Copy the records below line for line, without any changes. Omit the pictures from your copy.

[BEGIN THE RECORDS]

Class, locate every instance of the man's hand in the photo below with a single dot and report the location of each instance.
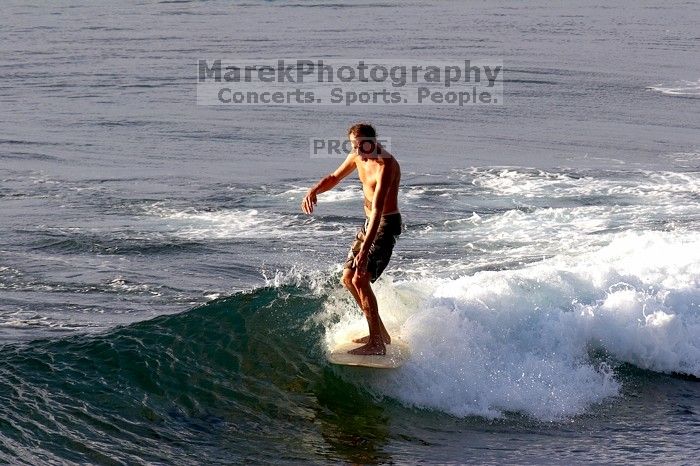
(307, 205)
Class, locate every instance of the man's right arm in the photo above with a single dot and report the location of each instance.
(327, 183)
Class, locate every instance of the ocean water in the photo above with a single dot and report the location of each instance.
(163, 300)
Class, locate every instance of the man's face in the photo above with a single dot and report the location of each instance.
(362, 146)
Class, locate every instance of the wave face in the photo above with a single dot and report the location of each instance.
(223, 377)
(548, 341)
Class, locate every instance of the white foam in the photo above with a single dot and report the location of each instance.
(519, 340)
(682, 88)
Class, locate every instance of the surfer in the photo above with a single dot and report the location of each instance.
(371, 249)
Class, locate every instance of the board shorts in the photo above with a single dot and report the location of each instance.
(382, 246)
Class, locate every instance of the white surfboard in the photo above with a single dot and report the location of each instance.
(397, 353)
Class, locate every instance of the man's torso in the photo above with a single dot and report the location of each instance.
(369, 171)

[END THE RECORDS]

EXERCISE RESULT:
Class, locate every instance of the man's hand in the photo below with a single dot and report the location of each instance.
(307, 205)
Class, locate every instance of the man's right arm in the photo above with a single dot and report the location of each instance.
(327, 183)
Class, locate every instance of the ocean water in the photo above with a single dot and report the location of each instance.
(163, 300)
Class, locate every instance of the man's face in the photo above with a single dot and report the location of each instance.
(362, 146)
Class, locate every instance of the wave face in the photo above with a single dot and report the location of each instance.
(223, 377)
(548, 341)
Class, locate every instance of the white foam in the photo above with a single dot and report the location of each instance.
(519, 340)
(682, 88)
Class, locate every instance of the surfer in the photo above with a single dot and report the location of each instance.
(371, 249)
Class, locate every instance of the board shorts in the photo above with a single dot and report the location of each instance.
(382, 246)
Class, locate every instance of the white surfboard in the photo above with a single dot and report the location of each instance.
(397, 353)
Class, locate every instance of the man's torso in the photo above with a single dot and report the location of each instance.
(369, 171)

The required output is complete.